___ DATASET ROWS ___

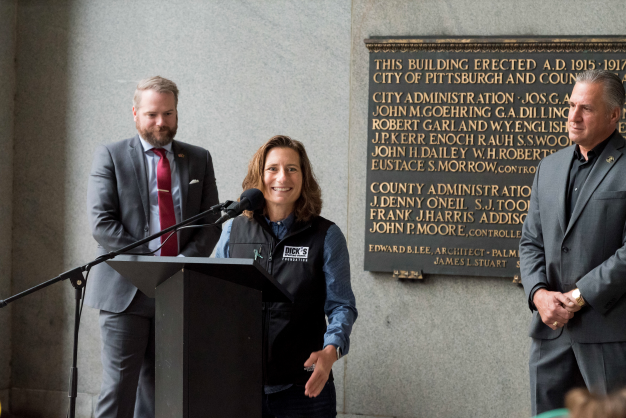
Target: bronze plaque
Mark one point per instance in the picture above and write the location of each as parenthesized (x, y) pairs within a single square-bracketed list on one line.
[(456, 128)]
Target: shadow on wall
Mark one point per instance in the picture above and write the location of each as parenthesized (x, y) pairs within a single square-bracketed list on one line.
[(43, 321)]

___

● **TASK BRIEF**:
Reproduce every line of the items above word for word, including the answers, and leave out the pictures.

● **COMPLETED EXERCISE**:
Target: bronze plaque
Mark one point per instance in the picture above and write the location of each as parenthesized (x, y) pairs within a single square-bracketed list on one line.
[(456, 128)]
Target: shadow on wall
Mark one point per instance in the picture above and write the location of each as parenthesized (x, y) pairs within a single square-bracketed list on one line.
[(43, 321)]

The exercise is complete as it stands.